Stored entries:
▼

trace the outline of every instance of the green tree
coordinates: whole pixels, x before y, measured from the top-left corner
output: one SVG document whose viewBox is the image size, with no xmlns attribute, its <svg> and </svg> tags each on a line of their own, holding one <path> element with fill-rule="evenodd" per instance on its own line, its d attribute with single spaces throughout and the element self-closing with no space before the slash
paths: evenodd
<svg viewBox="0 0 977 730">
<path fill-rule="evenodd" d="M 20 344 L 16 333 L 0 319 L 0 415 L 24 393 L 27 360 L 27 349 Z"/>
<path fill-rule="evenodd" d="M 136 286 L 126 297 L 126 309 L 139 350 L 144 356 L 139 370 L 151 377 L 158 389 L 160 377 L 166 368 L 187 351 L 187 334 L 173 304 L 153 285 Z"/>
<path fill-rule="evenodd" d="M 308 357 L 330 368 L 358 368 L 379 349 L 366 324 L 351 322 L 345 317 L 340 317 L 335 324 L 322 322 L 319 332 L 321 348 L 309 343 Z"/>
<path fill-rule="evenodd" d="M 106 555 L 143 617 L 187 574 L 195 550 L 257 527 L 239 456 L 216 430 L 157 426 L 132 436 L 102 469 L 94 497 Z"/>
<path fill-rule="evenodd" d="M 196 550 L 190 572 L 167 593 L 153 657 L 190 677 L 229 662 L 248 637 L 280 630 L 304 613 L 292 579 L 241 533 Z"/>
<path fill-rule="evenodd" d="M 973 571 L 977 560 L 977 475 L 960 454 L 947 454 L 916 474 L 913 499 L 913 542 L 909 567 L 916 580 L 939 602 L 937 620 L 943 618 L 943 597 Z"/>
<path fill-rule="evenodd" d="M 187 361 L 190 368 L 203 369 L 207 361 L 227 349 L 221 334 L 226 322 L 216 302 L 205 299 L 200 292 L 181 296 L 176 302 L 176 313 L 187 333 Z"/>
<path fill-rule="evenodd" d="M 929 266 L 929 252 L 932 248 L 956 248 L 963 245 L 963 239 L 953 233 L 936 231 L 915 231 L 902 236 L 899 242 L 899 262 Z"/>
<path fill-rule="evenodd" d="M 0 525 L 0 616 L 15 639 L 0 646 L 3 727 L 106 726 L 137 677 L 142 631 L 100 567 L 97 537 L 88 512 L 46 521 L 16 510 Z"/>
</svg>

▲

> _Short task_
Recast every line of the data above as a Markdown table with two columns, "Number" for the row number and "Text" for the line itself. Leave out any blank lines.

> _Exercise output_
| Number | Text |
|---|---|
| 1 | trace the outline of every instance of the green tree |
| 2 | coordinates: whole pixels, x before y, measured from the top-left corner |
| 3 | output: one SVG document whose viewBox is the image size, with no xmlns attribute, its <svg> and </svg> tags each on a line of their own, holding one <path> element with fill-rule="evenodd" per instance on its own line, its d attribute with single spaces throughout and the element self-closing with no space before the slash |
| 4 | paths: evenodd |
| 5 | <svg viewBox="0 0 977 730"> |
| 6 | <path fill-rule="evenodd" d="M 20 344 L 16 333 L 0 319 L 0 415 L 24 393 L 27 360 L 27 349 Z"/> |
| 7 | <path fill-rule="evenodd" d="M 136 286 L 126 297 L 126 309 L 139 350 L 144 356 L 139 370 L 151 377 L 158 389 L 160 377 L 166 368 L 187 351 L 187 334 L 173 304 L 153 285 Z"/> |
| 8 | <path fill-rule="evenodd" d="M 308 357 L 330 368 L 358 368 L 379 349 L 366 324 L 351 322 L 345 317 L 340 317 L 335 324 L 322 322 L 319 332 L 321 348 L 309 343 Z"/> |
| 9 | <path fill-rule="evenodd" d="M 106 555 L 143 617 L 187 574 L 195 550 L 257 527 L 239 456 L 216 430 L 157 426 L 132 436 L 102 469 L 94 497 Z"/> |
| 10 | <path fill-rule="evenodd" d="M 196 550 L 190 572 L 167 593 L 153 657 L 190 677 L 229 662 L 248 637 L 280 630 L 304 613 L 292 579 L 241 533 Z"/> |
| 11 | <path fill-rule="evenodd" d="M 973 571 L 977 560 L 977 475 L 960 454 L 947 454 L 916 474 L 913 499 L 913 542 L 909 567 L 916 580 L 939 602 L 937 620 L 943 618 L 943 597 Z"/> |
| 12 | <path fill-rule="evenodd" d="M 187 361 L 190 368 L 203 369 L 207 361 L 227 349 L 221 334 L 226 322 L 216 302 L 205 299 L 200 292 L 181 296 L 176 302 L 176 313 L 187 333 Z"/> |
| 13 | <path fill-rule="evenodd" d="M 929 266 L 929 252 L 932 248 L 956 248 L 963 245 L 963 239 L 953 233 L 936 231 L 915 231 L 902 236 L 899 242 L 899 262 Z"/> |
| 14 | <path fill-rule="evenodd" d="M 0 525 L 0 616 L 15 639 L 0 646 L 3 727 L 106 726 L 137 677 L 142 631 L 100 567 L 97 537 L 88 512 L 46 521 L 16 510 Z"/> |
| 15 | </svg> |